SOURCE DATA >>
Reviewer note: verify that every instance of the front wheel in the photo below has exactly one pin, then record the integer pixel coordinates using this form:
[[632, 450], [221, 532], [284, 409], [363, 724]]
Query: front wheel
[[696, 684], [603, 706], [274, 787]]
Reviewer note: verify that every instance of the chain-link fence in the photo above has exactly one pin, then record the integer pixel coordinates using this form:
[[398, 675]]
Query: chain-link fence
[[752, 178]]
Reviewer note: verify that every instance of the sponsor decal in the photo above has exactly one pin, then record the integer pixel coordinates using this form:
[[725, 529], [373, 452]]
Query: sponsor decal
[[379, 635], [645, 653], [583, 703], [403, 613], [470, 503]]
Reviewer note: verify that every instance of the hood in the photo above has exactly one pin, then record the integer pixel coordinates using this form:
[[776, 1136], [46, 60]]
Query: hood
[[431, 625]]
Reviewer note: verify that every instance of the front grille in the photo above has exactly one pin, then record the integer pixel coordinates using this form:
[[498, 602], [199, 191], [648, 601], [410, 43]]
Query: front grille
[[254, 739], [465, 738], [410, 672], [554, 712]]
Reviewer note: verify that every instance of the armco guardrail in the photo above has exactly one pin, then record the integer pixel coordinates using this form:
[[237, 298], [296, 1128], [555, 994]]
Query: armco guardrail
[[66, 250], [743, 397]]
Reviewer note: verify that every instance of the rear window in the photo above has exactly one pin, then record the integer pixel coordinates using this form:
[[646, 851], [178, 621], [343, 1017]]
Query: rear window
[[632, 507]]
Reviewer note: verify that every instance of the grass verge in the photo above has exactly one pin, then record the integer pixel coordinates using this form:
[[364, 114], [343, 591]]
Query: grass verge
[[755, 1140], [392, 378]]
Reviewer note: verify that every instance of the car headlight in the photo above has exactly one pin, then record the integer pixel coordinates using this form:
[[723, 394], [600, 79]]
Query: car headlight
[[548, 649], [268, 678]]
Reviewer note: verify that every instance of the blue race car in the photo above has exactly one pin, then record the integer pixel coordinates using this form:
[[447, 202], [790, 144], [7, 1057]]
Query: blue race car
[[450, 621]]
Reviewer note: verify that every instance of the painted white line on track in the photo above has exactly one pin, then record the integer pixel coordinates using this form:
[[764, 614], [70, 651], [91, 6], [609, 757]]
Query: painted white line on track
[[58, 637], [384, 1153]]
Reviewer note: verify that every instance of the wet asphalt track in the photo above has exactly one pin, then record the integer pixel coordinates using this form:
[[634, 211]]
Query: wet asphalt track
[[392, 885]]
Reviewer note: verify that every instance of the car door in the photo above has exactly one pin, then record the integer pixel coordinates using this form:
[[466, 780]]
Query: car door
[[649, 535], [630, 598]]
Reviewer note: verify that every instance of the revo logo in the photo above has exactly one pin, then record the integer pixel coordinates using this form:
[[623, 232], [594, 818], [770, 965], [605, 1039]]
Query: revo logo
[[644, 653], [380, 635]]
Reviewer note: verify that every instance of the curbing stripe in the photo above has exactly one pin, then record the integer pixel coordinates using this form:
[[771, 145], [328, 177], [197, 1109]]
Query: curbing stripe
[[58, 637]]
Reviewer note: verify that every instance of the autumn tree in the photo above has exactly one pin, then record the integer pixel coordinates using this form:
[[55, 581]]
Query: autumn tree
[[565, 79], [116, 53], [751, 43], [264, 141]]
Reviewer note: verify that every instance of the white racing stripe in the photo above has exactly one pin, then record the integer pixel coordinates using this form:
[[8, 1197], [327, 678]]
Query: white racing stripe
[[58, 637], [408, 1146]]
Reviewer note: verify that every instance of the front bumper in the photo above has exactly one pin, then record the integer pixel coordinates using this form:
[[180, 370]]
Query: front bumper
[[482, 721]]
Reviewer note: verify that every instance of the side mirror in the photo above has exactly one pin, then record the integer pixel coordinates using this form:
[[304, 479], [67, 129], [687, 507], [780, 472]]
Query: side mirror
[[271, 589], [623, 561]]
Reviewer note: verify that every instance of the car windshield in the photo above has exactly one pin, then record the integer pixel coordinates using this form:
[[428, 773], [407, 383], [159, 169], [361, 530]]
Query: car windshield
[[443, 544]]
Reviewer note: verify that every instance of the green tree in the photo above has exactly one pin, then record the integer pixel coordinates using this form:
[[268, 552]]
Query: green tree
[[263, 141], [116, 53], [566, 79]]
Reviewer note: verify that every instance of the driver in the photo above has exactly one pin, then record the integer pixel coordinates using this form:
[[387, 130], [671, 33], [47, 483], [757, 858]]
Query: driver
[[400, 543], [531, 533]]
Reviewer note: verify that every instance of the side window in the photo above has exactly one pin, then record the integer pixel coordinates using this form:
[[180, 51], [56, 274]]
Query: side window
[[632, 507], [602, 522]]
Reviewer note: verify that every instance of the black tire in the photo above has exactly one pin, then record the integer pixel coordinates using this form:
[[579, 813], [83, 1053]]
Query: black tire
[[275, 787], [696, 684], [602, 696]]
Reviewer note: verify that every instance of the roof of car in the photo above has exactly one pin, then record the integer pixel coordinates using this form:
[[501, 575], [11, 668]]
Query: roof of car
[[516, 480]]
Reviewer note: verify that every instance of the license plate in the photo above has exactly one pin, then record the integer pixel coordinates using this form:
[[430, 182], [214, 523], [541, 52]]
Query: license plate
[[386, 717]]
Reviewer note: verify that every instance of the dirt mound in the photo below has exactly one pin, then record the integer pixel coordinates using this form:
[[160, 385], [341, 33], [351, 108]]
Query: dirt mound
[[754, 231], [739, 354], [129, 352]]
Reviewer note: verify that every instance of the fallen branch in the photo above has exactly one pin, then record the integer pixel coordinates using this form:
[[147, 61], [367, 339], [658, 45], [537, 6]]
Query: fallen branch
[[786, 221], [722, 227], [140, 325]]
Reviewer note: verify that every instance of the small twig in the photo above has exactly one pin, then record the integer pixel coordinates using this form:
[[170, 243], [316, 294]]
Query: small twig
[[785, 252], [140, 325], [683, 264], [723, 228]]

WHAT THE TASK ASKS >> Please give back all of the material above exactly as it was written.

SOLUTION TO THE EXERCISE >>
Reviewer note: verify that every instance of the front wheel in the photo below has exactly one pin, then record the integer pixel coordinates using this form:
[[632, 450], [221, 532], [284, 409], [363, 724]]
Query: front wheel
[[696, 684], [603, 706], [274, 787]]
Reviewer note: verify that every instance of the chain-link fence in the photo above has exactly one pin, then record the integer pixel coordinates using this form:
[[398, 675]]
Query: chain-link fence
[[752, 178]]
Reviewer note: verify that every instance of the sponsor decal in the photo above has exactly one pin, then record the integer pixel coordinates using this form:
[[725, 529], [373, 452]]
Query: sponsor decal
[[379, 635], [645, 653], [583, 703], [403, 613], [470, 503]]
Reviewer note: verify that every instance of the hood in the photo above has exactly one pin, then record the integer pixel coordinates using this form:
[[776, 1136], [46, 60]]
Query: hood
[[431, 625]]
Reviewer note: verify that every instance of the front grille in the photo above has exactly one pin, then record the integer pixel coordinates using this form:
[[498, 602], [199, 191], [648, 601], [410, 43]]
Query: front grille
[[254, 739], [465, 738], [410, 672], [554, 712]]
Reviewer note: verify that every instance of the armco guardrail in the photo above has exactly one pin, then record the integer pixel coordinates using this form:
[[237, 298], [296, 1128], [555, 994]]
Query: armco guardrail
[[66, 250], [743, 397]]
Reviewer note: verify that every instance of the rear window in the photo above has exactly one pin, then record the integer pixel coordinates using this form:
[[646, 851], [178, 621], [343, 1017]]
Query: rear window
[[632, 507]]
Reviewer note: verify that every instance of the grass verge in the photo above has exactly one pin, then record the integer pixel coordinates using this form:
[[364, 114], [343, 591]]
Query: grass verge
[[755, 1140], [392, 378]]
Reviewer note: verify that every instance of the car headlight in the photo above has exactly one pin, then record the integer pixel coordinates using this form:
[[723, 394], [600, 79]]
Query: car headlight
[[548, 649], [268, 678]]
Reviewer note: verify that every instance of the blue race car in the photo above has exactly one pin, then record the integer pixel coordinates using this form:
[[447, 202], [790, 144], [7, 1057]]
Query: blue race car
[[450, 621]]
Reviewer note: verify that every instance of the painted white line on track in the photo above has exactly one pin, then record the integer pixel coordinates using this form:
[[764, 614], [70, 651], [91, 6], [609, 757]]
Query: painted white line on track
[[58, 637], [384, 1153]]
Reviewer note: verify that every instance of the wet asphalt track in the photo above has exactly one pin, then record the integer pixel coordinates using this form:
[[634, 211]]
Query: wet asphalt track
[[392, 885]]
Reviewer note: verify that every instance of the car door in the photo above has exactly one pin, then record the integer pixel coordinates using this form:
[[466, 780]]
Query: car door
[[649, 535], [630, 598]]
Reviewer note: verify that every instance of the revo logo in the photo above has exactly one pin, then record the integer pixel coordinates using this form:
[[623, 232], [594, 818], [770, 965], [605, 1039]]
Query: revo logo
[[644, 653], [380, 635]]
Reviewer note: verify that every instance of the curbing stripe in the photo above has exactly one pin, then record the integer pixel coordinates using this form:
[[771, 145], [328, 177], [197, 1109]]
Query: curbing stripe
[[58, 637]]
Reviewer note: verify that every instance of the autumn tree in the photo above has exactly one pin, then record the integer pixel coordinates using this form:
[[55, 581]]
Query: autumn tree
[[565, 79], [116, 53], [751, 43], [264, 141]]
Reviewer note: verify that every instance of the white racing stripe in the photo above has exactly one pin, then record the integer pixel coordinates using this form:
[[8, 1197], [327, 678]]
Query: white racing stripe
[[58, 637], [408, 1146]]
Reviewer note: verify that every instance of the front bumper in the photo above has exactly one pin, then record the integer pixel coordinates using this form:
[[180, 370]]
Query: front bumper
[[482, 721]]
Reviewer note: verify that every instance of the side mirror in the photo above has exactly one pin, then record the integer pixel coordinates using this form:
[[304, 479], [67, 129], [687, 507], [780, 472]]
Query: side mirror
[[271, 589], [623, 561]]
Reviewer note: verify that every instance of the car windshield in the photo above has exactly one pin, then record the integer pixel coordinates using this form:
[[428, 773], [407, 383], [159, 169], [361, 530]]
Query: car windshield
[[443, 544]]
Reviewer note: verify that every instance of the green tree in the photo above has exactly one pin, then record the integer pixel coordinates using this form:
[[268, 552]]
Query: green tree
[[263, 141], [116, 53], [566, 79]]
Reviewer note: verify that every instance of the driver in the photo above has exactly one pin, then record the integer pixel coordinates using this form:
[[387, 130], [671, 33], [47, 483], [757, 858]]
Query: driver
[[400, 543], [531, 533]]
Reviewer note: verify that every instance of the side window in the photo above has exactly one pin, then record the integer pixel coordinates using this form:
[[180, 51], [56, 274]]
Query: side window
[[632, 507], [602, 522]]
Reviewer note: verify that every instance of the black tire in the photo above has exactly one pin, then record the integer pixel coordinates using this form:
[[579, 813], [83, 1053]]
Query: black tire
[[275, 787], [696, 684], [602, 696]]
Reviewer note: verify that every instance of the roof of car in the photo above has exactly one pin, then record the integer pixel coordinates using this form:
[[501, 575], [11, 668]]
Query: roof of car
[[516, 480]]
Reviewer note: verify that every instance of the license plate in the photo above has exactly one pin, then record the integer pixel coordinates using this form:
[[430, 182], [214, 523], [541, 52]]
Query: license plate
[[386, 717]]
Reviewer note: verify that every instance of the dirt mound in the photo below has exactly one pin, then record the integer pixel coordinates using this form:
[[160, 385], [341, 33], [351, 108]]
Query: dirt mound
[[754, 231], [739, 354], [129, 352]]
Reviewer note: verify that every instance of the fallen branch in the photo above has exactly one pin, then record the integer pixel coordinates using this form:
[[147, 61], [367, 339], [658, 45], [537, 6]]
Query: fallen branch
[[786, 221], [722, 227], [140, 325]]
Reviewer note: verify that every instance of the small twig in the photo above has exactly one pin, then record the integer pixel coordinates using this form:
[[170, 243], [316, 294]]
Query: small twig
[[785, 252], [140, 325], [683, 264], [723, 228]]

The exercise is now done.